Against all odds, Biff just hijacked the DeLorean and is tearing through time, stealing items and scattering them all about. From the sports almanac to Lorraine's prom dress, important items from past, present, and future are all being mixed and mingled. Now the stability of reality as you know it is in trouble, you're getting tangled up in problems everywhere (and every when) you go, and you're almost OUTATIME. You've said it before, and you'll say it again: This is heavy! And it's what Back To The Future: Dice Through Time, a cooperative dice-rolling game from Ravensburger, is all about.
In Back To The Future: Dice Through Time players work together to attempt to untangle the mess that Biff's made as he blusters his way through time. To do so, players (each playing a role of a differently-colored DeLorean) must complete events, find all of the items of importance Biff brought to wrong timelines, move those items back to where they belong, and keep control of paradoxes before they overwhelm the board.
The game board itself consists of four different years (1885, 1955, 1985, and 2015) each with five different well-known locations from the film franchise. Cards are flipped revealing events which need to be solved, and solving each event will produce an item card. If the players can deliver all the item cards where they need to go (both year and location) before the OUTATIME marker reaches the end, they win. Otherwise, the time-space continuum is thrown into chaos and the players lose.
The core mechanic of the game hinges on rolling of 4 colored die. Each turn, players roll and can use the actions as described in any order. These actions include: moving up and down the board through time, moving left and right on the board to various locations in any given year, re-rolling unspent dice, removing dangerous paradox tokens that crop up, punching Biff out of the way (he acts as a block against completing missions), and easing mission completion.

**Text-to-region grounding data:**

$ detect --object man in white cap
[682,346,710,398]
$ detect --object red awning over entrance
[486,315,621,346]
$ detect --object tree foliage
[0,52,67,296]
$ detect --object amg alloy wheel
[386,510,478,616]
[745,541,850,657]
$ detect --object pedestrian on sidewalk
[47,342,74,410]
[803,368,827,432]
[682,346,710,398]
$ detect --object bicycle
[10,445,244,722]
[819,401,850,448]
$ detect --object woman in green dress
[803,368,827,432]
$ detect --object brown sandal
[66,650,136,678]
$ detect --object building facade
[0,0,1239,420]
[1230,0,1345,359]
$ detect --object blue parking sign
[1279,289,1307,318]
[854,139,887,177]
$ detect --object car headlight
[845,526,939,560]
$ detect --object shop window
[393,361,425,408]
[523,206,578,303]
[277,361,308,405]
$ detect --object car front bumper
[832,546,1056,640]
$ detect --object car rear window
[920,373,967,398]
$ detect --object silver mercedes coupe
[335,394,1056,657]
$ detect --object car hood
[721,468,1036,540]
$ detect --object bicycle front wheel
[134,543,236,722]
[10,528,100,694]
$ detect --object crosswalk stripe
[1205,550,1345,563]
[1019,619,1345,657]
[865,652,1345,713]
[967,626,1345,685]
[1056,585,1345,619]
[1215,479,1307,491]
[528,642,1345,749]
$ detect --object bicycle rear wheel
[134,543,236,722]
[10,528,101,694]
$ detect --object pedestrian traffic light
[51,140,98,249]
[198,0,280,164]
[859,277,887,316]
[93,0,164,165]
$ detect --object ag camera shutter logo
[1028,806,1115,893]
...
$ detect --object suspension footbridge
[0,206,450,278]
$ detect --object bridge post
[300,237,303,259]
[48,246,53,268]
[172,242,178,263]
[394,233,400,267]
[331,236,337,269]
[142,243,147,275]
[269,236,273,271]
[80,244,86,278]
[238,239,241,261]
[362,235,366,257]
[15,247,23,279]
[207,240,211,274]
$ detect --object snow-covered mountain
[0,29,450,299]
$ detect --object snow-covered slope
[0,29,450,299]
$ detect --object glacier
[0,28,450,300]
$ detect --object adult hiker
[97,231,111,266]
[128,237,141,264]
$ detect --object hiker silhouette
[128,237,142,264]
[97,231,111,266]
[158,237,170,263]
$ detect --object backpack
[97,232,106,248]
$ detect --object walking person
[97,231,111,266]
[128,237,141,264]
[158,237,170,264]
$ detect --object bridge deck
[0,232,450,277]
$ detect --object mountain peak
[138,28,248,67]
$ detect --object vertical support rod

**Required tasks:**
1) Please say whether each statement agrees with the Dice Through Time game description: (a) the board covers the years 1885, 1955, 1985, and 2015; (b) players compete against each other; (c) each year on the board has five locations. Answer each with yes or no and quote the deciding words.
2) Carry on the Dice Through Time game description from its last sentence.
The data plays no part in what is asked here.

**Answers for the exercise:**
1)
(a) Yes: "four different years (1885, 1955, 1985, and 2015)"
(b) No: "players work together"
(c) Yes: "each with five different well-known locations from the film franchise"

2)
The rules of the game are clean, clear, and instantly easy to understand. You move your DeLorean, try to match symbols on your dice to the symbols on event cards, and then try to move items as quickly as possible. When working together with your teammates, there's a sort of balance and excitement that comes from great coordination. But this is a dice rolling game, so sometimes your best-laid plans don't work because you rolled all the wrong symbols. And because time is so tight in this game, and every action truly counts, knowing when to adjust your dice with special tokens adds a nice level of decision-making and complexity. But one of the dice faces, the 're-roll any unspent dice' face, should be the most crucial dice face you roll, but it doesn't quite hit the mark. To use that die, you have to spend it, taking it out of play for the turn and then you can reroll the 3 other dice. That's usually not enough dice to make a difference in your plans, and what could be a thrilling push your luck moment rarely feels worth it.
The difficulty of this game is not to be taken lightly. Don't let the colorful components and recognizable IP fool you, this is a damn hard game to win. Time is always against you, and as complications and paradoxes rise on the board, you may find yourself out of time before the game's really even begun to rev its plutonium-powered motors. In our playtest, we found playing with two players to be the most difficult. Even though less problems arise, the lack of actions available to the group as a whole make it an incredibly difficult feat to beat the game.
As you play your first few turns, before problems begin compounding on themselves, you may think to yourself "is this really it? This is going to be a breeze!" Cut to 5 minutes later, with a board full of problems and your timer quickly making its way toward defeat. It's completely disarming, and that's part of the brilliance of Dice Through Time. It seems like an easy dice-roller with characters and events you remember from the movies, but it reveals itself to be much tighter, and to demand much more from the player.
This game sits in a strange middle-ground. It's not as overly tactical as some of the heaviest cooperative games on the market, and it's not as easy as some of the more introductory games. It feels closest in difficulty and approachability to the Forbidden Island series of games, and would serve as a great introduction to the coop genre for players who aren't afraid to lose over and over again. I also absolutely love the minimalist graphic design and artwork, which relies heavily on easy-to-reference symbols and abstracts all characters to faceless figures. Whether you're a fan of the original films or not, there's a lot to enjoy in this game (as long as you don't mind getting your lights knocked out a few times in the process).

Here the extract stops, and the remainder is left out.